[Provided entries — start]

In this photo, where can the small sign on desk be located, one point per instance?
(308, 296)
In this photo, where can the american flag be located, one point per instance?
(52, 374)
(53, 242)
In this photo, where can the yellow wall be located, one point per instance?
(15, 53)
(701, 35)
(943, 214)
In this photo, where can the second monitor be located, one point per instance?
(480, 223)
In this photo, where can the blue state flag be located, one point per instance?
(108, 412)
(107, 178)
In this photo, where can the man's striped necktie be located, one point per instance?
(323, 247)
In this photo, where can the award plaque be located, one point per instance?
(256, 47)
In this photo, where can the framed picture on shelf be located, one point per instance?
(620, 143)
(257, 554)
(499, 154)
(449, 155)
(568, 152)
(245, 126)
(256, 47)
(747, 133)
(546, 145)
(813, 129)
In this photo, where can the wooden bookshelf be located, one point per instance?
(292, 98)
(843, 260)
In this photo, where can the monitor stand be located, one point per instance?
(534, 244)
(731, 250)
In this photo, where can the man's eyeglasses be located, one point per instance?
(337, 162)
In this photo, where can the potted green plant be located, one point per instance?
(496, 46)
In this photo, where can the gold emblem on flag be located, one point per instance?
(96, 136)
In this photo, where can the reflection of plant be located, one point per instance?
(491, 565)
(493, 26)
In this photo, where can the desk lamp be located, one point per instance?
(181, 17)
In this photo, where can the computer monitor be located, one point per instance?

[Provided entries — finish]

● Exercise goal:
Please extract exactly, and only, the lines from the line containing "In this photo, where can the potted" through the last line of the records.

● Written solution:
In this photo, where can the potted green plant be located, one point per instance?
(496, 46)
In this photo, where can the gold emblem on flag be located, one point per instance?
(96, 136)
In this photo, where can the reflection of plant be located, one point per instance?
(491, 565)
(493, 26)
In this photo, where can the desk lamp be located, one point per instance?
(181, 17)
In this photo, where can the computer monitor be located, one point per instance?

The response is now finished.